Your objective: Copy the part of the article on Trump's business that begins at the words "The biggest beneficiary" and stops after "president’s hotel properties.", changing "shelling out for" to "paying for".

Selected extract:
☆ ☆ ☆ ☆ ☆ ☆ ☆

How Trump And The GOP Moved $8.1 Million Of Donor Money Into The President’s Business
• Oct 21, 2020
When Donald Trump announced that he was running for president in 2015, he promised he would pay for his own campaign. “I don’t need anybody’s money,” the billionaire said. “I’m using my own money. I’m not using the lobbyists. I’m not using donors. I don’t care. I’m really rich.”
Five years later, things have changed. Donald Trump is still really rich, of course, but he’s no longer touting the amount of money he’s putting into his campaign. The reason is simple: After spending $66 million on his 2016 run, the president has donated exactly $0 to his 2020 bid, according to the latest Federal Election Commission filings, released Tuesday night. Instead, Trump has managed to extract millions of dollars from his own reelection effort, by having his private companies charge the campaign for things like rent, food and even I.T. help. In this way, the president has shifted $2.4 million from his political supporters to his private business, according to an analysis of filings.
And that’s just the start of the story. The Republican National Committee has pushed another $2.6 million to Trump’s private businesses since the day he took office. Then there are two joint-fundraising committees, which raise money on behalf of both the campaign and the RNC. Those groups, named Trump Victory and the Trump Make America Great Again Committee, have steered an additional $3.1 million into the president’s companies. Add it all up, and the Trump campaign, the RNC, and their joint-fundraising committees have moved $8.1 million of donor money into Trump’s coffers, according to the analysis.
The biggest beneficiary has been the president’s assortment of hospitality holdings, which have needed some help. In 2018, after profits plunged at Trump National Doral, a 643-room golf resort, the RNC upped its spending from $3,000 to $603,000, shelling out for catering, venue rentals and travel expenses. The Trump International Hotel in Washington, D.C., which does not appear to be earning enough money to cover its interest expenses, has received at least $1.1 million from the campaign, the RNC and their joint-fundraising committees. Since mid-March, as hotels nationwide have been contending with the coronavirus, those same political groups have spent more than $1.6 million at the president’s hotel properties.
Trump Tower has also taken in significant sums. When the president moved to Washington, his campaign kept an office inside the New York City skyscraper. It’s not clear how large the space is, but the amount it costs is well-documented in FEC filings. Almost every month, the campaign pays $38,000 in rent to Trump Tower Commercial LLC, an entity the president owns outright. The RNC has also helped funnel money into Trump Tower Commercial LLC, making five payments totaling $225,000 from September 2017 to January 2018. Another $142,000 flowed into an entity named Trump Restaurants LLC, which the president also owns. That company appears to be connected to a kiosk in Trump Tower. Combine the money flowing into Trump Tower Commercial LLC and the funds going to Trump Restaurants LLC, and it appears that the president’s Fifth Avenue tower has received about $2 million of donor money since Trump took office.

☆ ☆ ☆ ☆ ☆ ☆ ☆

Collected data:
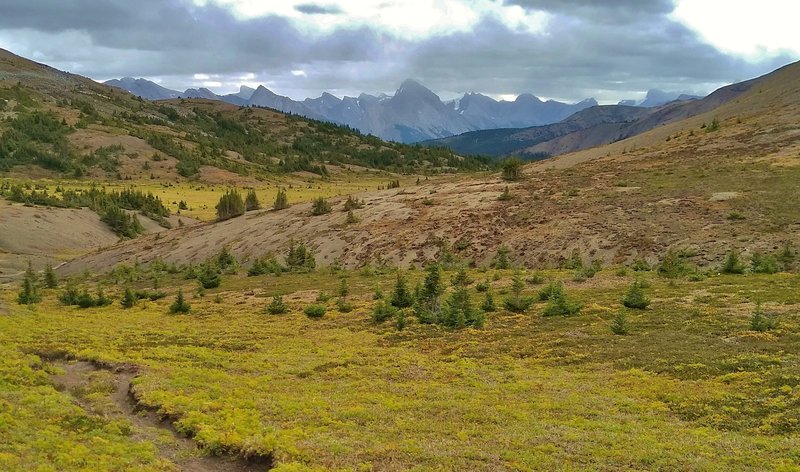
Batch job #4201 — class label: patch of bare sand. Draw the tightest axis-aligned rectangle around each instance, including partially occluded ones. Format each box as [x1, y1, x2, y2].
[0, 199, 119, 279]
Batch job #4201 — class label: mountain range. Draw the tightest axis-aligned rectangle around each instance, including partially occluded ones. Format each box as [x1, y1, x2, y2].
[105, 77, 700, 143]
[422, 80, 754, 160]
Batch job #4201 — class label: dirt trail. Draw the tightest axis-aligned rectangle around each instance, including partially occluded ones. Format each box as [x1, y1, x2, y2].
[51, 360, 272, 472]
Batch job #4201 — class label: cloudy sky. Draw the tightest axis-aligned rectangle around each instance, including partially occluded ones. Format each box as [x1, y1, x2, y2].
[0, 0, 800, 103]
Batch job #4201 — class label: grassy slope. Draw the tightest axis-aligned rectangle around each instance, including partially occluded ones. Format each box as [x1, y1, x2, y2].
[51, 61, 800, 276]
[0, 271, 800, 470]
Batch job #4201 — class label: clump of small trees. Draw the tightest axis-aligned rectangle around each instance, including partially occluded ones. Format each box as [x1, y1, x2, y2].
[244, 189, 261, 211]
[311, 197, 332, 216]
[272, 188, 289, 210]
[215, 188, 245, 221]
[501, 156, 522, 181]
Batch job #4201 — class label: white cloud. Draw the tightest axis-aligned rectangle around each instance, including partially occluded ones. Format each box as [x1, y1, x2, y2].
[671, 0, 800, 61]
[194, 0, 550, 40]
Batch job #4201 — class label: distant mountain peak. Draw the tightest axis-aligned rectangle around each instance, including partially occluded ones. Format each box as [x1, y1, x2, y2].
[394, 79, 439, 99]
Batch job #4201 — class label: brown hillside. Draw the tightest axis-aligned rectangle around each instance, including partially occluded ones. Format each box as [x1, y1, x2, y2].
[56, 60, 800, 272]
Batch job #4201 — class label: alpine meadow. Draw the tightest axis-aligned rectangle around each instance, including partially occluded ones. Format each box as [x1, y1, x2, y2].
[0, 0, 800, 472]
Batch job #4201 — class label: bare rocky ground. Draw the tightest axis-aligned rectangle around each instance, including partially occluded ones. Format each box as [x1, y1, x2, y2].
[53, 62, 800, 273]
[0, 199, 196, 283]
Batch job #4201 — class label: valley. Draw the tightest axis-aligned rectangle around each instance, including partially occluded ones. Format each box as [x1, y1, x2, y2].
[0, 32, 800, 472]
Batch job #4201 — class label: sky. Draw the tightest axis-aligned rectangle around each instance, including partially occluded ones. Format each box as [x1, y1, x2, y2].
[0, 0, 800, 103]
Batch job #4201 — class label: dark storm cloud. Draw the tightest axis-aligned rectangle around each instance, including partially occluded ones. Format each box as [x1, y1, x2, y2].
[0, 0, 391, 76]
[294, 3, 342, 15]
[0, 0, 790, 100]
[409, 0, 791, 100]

☆ ☆ ☆ ☆ ☆ ☆ ☆

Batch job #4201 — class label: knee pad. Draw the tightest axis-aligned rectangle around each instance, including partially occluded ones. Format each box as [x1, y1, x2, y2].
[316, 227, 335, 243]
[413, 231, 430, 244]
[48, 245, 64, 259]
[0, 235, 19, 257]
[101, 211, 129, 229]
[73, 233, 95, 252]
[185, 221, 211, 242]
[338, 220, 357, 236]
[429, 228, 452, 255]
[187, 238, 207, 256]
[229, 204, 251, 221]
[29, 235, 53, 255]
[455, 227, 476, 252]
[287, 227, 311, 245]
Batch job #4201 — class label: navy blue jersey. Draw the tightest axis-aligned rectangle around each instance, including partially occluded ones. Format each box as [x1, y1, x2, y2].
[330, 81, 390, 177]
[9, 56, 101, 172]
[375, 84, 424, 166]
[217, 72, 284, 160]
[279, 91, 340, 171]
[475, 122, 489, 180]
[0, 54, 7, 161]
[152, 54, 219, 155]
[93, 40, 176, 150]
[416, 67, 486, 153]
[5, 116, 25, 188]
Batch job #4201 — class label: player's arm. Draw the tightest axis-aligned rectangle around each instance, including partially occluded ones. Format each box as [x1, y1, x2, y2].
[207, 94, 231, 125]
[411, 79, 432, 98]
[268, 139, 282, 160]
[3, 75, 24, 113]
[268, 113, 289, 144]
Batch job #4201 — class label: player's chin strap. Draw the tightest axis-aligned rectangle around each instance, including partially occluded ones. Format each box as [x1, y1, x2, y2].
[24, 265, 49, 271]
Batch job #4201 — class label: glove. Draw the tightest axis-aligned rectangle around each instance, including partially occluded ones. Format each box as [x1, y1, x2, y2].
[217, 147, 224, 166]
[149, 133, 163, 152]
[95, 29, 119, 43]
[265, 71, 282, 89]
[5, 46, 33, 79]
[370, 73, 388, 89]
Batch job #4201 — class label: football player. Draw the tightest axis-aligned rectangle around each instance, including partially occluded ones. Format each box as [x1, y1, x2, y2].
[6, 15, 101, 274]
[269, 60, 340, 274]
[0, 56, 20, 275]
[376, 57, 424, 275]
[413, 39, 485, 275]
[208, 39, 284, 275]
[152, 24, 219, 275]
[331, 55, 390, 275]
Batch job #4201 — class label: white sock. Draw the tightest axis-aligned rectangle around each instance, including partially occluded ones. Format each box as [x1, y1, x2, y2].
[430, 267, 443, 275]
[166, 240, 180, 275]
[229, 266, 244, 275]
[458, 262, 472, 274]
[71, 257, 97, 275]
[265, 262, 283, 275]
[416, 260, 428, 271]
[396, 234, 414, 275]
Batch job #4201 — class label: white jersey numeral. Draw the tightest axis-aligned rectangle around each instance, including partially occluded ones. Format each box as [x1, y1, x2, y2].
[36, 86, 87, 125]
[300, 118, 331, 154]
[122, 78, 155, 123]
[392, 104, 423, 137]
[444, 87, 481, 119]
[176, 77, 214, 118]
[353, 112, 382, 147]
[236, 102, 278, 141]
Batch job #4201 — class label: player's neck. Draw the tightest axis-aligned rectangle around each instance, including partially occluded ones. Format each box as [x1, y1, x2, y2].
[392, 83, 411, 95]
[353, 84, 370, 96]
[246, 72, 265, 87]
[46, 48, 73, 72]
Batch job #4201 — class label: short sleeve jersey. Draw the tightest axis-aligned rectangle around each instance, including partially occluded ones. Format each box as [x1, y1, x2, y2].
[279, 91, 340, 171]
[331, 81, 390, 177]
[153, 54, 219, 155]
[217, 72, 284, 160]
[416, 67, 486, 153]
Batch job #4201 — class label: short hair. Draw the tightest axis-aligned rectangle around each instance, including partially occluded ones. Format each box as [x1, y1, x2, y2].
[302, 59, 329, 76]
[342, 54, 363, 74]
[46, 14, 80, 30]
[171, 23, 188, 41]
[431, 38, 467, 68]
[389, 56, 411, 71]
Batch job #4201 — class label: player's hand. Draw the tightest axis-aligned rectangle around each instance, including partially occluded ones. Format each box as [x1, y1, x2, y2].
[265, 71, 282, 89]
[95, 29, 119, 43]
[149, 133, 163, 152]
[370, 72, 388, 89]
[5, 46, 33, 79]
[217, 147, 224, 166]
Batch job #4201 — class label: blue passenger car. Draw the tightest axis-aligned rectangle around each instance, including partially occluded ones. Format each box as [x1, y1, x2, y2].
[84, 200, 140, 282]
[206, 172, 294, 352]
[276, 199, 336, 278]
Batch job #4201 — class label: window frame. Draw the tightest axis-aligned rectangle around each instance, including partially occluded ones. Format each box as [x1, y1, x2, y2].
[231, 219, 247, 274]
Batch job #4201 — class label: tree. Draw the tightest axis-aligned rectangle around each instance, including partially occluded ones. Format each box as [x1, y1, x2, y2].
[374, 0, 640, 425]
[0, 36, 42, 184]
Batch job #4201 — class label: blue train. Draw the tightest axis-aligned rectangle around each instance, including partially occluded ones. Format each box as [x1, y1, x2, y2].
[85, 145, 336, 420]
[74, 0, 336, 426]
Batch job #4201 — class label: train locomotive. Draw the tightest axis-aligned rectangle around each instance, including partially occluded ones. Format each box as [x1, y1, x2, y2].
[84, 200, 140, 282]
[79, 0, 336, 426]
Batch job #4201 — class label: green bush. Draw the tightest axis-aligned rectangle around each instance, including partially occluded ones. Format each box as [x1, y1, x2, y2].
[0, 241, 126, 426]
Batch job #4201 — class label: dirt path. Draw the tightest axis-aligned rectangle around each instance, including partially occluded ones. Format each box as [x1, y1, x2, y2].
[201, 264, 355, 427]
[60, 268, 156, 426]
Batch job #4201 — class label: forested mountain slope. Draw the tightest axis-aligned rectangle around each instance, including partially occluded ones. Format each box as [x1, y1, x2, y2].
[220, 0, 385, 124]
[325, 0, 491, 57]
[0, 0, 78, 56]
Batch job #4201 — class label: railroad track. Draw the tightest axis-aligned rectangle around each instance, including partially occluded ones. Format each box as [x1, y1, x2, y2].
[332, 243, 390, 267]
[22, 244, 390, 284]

☆ ☆ ☆ ☆ ☆ ☆ ☆

Response to the task:
The biggest beneficiary has been the president’s assortment of hospitality holdings, which have needed some help. In 2018, after profits plunged at Trump National Doral, a 643-room golf resort, the RNC upped its spending from $3,000 to $603,000, paying for catering, venue rentals and travel expenses. The Trump International Hotel in Washington, D.C., which does not appear to be earning enough money to cover its interest expenses, has received at least $1.1 million from the campaign, the RNC and their joint-fundraising committees. Since mid-March, as hotels nationwide have been contending with the coronavirus, those same political groups have spent more than $1.6 million at the president’s hotel properties.